** START OF Provided records **

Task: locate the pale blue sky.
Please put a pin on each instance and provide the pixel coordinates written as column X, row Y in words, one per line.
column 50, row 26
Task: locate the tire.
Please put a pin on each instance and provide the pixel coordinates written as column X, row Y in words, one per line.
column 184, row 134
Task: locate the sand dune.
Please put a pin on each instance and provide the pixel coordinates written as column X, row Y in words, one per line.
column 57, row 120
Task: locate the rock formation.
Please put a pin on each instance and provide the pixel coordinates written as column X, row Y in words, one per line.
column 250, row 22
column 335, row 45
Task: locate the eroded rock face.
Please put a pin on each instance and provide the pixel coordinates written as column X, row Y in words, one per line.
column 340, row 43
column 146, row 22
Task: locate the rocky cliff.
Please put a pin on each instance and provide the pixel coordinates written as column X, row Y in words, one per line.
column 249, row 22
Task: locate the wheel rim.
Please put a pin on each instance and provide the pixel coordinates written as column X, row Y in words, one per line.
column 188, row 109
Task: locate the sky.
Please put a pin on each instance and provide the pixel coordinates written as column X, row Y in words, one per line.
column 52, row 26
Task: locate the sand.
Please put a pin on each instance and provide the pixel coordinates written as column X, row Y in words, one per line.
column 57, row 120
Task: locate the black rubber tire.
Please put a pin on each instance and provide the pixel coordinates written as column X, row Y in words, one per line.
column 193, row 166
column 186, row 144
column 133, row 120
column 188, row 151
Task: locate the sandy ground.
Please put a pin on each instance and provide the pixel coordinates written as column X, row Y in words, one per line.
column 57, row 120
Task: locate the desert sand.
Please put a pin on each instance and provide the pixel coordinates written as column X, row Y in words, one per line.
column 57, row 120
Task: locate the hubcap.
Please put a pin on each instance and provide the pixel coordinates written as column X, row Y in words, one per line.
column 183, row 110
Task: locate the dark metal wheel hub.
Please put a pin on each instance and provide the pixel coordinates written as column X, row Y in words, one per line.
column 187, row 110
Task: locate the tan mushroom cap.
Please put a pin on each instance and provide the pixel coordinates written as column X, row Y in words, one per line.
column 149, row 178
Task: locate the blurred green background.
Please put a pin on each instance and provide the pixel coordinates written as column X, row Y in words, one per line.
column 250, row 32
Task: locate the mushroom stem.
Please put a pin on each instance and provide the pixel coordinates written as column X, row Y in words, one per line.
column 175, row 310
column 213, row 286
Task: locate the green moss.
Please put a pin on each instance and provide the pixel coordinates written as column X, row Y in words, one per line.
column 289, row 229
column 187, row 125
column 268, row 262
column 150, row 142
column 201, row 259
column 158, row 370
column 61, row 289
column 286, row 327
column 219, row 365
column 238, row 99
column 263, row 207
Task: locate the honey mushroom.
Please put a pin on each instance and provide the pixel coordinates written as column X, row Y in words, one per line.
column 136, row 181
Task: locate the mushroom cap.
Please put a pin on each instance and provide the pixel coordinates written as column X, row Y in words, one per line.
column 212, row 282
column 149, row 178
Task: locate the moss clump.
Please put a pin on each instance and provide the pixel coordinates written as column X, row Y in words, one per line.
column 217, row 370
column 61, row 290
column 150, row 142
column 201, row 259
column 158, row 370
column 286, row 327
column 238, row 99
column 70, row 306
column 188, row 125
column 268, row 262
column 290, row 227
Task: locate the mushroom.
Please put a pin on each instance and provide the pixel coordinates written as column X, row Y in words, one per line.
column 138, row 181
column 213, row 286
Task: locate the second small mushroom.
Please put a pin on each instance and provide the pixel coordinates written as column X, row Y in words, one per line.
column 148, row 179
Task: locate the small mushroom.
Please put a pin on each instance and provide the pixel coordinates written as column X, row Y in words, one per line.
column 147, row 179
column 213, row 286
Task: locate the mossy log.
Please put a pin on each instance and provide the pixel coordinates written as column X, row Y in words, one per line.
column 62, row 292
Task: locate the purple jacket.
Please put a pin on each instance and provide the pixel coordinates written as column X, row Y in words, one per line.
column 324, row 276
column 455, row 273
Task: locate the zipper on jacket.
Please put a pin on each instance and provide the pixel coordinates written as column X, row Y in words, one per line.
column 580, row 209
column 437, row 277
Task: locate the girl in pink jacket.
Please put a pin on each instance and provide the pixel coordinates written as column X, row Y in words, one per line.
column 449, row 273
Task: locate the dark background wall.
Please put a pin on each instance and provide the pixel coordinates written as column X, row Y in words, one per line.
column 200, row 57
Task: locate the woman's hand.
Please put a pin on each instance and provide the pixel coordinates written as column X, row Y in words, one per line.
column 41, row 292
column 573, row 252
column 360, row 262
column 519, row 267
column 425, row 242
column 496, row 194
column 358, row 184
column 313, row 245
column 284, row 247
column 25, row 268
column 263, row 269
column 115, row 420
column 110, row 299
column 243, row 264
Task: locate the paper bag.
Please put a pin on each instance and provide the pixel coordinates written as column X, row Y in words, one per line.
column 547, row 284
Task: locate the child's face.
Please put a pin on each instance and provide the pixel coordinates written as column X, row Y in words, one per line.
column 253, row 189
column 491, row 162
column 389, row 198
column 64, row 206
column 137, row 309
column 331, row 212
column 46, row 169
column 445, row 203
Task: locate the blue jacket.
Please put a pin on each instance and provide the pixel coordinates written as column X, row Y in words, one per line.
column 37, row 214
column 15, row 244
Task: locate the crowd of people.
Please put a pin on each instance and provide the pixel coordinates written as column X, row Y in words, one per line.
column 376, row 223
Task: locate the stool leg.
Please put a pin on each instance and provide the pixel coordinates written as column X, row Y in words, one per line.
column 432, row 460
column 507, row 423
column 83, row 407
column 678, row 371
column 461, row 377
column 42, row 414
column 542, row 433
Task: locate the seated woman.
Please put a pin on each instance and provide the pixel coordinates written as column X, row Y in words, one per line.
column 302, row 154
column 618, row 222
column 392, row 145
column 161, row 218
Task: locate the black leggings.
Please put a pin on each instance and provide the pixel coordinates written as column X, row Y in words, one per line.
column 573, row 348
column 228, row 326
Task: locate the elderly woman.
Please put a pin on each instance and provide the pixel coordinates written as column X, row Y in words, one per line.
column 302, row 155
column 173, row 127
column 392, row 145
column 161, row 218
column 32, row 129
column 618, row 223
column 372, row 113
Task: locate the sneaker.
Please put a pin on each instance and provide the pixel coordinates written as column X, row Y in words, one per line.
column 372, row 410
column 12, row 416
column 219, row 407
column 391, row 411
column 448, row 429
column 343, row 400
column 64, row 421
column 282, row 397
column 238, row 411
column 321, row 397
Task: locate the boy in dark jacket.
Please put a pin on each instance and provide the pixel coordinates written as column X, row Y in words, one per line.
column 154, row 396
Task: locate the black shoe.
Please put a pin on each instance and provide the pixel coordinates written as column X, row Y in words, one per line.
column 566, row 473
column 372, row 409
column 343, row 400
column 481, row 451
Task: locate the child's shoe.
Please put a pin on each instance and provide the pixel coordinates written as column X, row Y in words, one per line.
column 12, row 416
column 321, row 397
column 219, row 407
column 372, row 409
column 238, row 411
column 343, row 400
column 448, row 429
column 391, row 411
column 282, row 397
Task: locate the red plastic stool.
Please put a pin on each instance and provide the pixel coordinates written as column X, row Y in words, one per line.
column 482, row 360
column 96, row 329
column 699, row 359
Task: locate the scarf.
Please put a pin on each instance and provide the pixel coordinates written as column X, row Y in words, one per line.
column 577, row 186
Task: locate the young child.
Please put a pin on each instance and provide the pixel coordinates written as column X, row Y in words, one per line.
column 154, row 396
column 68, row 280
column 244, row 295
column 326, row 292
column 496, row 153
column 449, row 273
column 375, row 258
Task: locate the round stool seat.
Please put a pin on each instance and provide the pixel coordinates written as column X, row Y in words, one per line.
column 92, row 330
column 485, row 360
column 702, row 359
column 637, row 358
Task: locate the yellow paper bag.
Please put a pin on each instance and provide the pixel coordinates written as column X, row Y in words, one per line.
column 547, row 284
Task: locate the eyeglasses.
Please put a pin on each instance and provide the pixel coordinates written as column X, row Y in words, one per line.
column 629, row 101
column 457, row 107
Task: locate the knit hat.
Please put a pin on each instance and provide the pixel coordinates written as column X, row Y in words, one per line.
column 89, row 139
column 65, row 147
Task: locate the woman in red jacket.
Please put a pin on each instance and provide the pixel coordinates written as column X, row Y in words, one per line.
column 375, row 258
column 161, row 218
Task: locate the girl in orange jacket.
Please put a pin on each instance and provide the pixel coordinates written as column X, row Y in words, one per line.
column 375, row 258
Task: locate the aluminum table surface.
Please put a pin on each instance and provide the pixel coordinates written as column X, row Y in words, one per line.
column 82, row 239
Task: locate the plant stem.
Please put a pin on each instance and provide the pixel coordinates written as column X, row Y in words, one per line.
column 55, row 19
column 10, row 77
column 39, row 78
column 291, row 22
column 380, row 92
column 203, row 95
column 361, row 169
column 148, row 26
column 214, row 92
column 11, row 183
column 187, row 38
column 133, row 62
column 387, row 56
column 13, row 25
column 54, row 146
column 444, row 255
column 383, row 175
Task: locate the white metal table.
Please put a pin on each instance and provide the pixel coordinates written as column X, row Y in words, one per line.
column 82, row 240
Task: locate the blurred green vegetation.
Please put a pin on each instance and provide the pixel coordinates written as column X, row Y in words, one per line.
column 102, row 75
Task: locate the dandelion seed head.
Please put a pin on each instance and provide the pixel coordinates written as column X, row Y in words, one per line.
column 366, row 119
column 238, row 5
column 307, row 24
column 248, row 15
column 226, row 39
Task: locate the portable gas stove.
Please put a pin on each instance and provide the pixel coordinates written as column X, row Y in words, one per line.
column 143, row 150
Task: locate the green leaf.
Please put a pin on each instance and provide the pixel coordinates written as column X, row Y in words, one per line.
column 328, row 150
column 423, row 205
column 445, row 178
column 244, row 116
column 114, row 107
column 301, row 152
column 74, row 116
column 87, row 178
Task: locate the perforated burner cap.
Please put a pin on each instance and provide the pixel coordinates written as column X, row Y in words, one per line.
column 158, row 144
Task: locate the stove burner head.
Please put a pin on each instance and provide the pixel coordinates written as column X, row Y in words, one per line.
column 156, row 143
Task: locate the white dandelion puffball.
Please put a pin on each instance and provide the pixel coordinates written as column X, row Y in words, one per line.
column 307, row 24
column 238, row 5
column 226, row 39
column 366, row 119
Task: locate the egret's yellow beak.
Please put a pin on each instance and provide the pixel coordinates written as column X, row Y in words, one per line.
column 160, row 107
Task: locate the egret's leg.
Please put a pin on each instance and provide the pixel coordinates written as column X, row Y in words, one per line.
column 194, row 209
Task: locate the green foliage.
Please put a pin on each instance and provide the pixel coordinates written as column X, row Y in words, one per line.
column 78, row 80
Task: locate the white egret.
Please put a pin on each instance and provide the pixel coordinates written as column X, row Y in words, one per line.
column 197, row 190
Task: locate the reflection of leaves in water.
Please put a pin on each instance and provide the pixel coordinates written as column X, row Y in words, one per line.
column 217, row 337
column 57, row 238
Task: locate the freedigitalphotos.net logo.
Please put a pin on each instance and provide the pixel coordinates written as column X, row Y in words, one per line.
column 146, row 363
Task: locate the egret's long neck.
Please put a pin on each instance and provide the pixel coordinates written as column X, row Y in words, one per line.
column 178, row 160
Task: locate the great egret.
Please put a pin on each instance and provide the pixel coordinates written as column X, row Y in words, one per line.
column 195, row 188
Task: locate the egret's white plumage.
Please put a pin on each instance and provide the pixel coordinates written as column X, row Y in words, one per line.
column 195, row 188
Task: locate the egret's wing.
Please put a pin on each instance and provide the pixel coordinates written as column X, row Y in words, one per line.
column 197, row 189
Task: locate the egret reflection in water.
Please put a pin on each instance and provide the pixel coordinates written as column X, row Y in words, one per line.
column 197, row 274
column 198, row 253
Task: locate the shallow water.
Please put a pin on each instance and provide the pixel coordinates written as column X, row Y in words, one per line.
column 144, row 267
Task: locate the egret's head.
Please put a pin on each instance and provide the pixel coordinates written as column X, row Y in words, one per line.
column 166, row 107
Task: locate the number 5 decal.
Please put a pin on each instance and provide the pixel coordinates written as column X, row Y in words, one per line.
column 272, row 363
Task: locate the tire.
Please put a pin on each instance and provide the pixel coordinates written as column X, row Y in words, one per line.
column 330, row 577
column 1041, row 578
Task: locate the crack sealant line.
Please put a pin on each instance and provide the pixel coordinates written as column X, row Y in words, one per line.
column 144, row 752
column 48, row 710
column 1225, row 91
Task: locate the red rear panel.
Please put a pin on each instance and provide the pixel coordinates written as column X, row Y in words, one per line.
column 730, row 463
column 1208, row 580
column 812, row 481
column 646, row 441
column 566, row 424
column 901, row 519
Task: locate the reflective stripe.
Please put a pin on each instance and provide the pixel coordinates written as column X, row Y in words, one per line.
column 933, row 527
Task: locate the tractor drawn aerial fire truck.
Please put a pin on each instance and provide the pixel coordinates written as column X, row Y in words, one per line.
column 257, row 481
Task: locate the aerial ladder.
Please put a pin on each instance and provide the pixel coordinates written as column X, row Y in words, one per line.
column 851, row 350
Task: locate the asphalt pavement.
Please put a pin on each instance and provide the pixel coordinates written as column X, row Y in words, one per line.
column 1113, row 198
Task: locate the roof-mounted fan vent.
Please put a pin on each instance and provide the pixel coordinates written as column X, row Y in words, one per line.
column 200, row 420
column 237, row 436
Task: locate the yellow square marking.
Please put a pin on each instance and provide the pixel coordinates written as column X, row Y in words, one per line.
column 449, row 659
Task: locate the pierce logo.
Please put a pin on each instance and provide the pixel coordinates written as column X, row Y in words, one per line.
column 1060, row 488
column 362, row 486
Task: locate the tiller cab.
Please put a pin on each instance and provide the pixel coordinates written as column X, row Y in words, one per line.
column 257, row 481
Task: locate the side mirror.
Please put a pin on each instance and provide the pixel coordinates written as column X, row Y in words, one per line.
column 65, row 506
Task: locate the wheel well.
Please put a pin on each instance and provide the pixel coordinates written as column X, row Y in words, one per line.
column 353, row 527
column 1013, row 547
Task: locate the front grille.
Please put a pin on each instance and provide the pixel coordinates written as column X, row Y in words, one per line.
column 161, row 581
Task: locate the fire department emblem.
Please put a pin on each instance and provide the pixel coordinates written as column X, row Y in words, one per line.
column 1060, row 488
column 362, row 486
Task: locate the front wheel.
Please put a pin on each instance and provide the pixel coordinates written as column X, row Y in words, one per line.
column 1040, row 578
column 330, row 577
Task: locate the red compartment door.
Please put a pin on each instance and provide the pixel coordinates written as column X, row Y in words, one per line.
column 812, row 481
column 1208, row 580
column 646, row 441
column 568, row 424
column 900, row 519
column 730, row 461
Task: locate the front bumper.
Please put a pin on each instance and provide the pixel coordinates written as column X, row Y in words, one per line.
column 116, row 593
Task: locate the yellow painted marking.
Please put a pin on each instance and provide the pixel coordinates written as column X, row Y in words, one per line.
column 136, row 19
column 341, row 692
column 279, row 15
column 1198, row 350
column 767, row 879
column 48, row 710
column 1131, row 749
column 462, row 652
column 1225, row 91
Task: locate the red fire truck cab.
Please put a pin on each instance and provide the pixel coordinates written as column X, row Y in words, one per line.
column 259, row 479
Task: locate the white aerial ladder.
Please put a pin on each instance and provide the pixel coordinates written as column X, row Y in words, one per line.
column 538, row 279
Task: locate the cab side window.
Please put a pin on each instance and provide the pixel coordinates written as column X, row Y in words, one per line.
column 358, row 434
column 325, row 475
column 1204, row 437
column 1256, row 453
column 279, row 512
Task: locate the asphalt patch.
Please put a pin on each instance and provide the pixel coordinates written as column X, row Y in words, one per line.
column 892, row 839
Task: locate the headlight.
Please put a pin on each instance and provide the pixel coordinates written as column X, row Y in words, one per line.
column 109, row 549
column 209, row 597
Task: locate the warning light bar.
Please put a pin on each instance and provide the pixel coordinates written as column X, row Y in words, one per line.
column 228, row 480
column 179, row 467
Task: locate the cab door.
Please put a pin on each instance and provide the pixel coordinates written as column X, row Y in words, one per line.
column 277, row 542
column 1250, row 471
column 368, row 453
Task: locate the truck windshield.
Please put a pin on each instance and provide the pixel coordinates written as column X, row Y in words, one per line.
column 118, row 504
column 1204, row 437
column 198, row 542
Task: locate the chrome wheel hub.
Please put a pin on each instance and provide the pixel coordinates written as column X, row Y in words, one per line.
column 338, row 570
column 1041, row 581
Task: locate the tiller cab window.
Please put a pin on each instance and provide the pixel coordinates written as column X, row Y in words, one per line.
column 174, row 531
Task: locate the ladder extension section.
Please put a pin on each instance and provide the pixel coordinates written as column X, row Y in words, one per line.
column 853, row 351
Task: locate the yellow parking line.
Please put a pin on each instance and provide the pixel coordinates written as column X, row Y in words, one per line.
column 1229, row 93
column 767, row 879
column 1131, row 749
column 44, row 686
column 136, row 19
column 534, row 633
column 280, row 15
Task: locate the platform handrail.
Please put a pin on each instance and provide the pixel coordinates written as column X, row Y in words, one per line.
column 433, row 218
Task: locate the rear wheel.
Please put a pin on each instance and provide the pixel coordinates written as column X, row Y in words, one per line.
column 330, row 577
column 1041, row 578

** END OF Provided records **

▶ **Your goal**
Copy the entries word for word, beginning with the very first line and stopping after the line that contains "column 249, row 22".

▶ **Completed exercise**
Task: locate the pale blue sky.
Please put a pin on each instance and provide the pixel coordinates written as column X, row Y in words, one per line.
column 50, row 26
Task: locate the tire.
Please put a pin on each instance and provide the pixel coordinates written as column X, row Y in words, one per line.
column 184, row 134
Task: locate the sand dune.
Please put a pin on each instance and provide the pixel coordinates written as column X, row Y in words, one per line.
column 57, row 120
Task: locate the rock formation.
Please put a pin on each instance and provide the pixel coordinates written as column X, row Y in words, one per line.
column 250, row 22
column 335, row 45
Task: locate the eroded rock face.
Please put a pin on each instance and provide the pixel coordinates written as column X, row Y in words, one per line.
column 340, row 43
column 146, row 22
Task: locate the rocky cliff.
Please put a pin on each instance and provide the pixel coordinates written as column X, row Y in words, one per line.
column 249, row 22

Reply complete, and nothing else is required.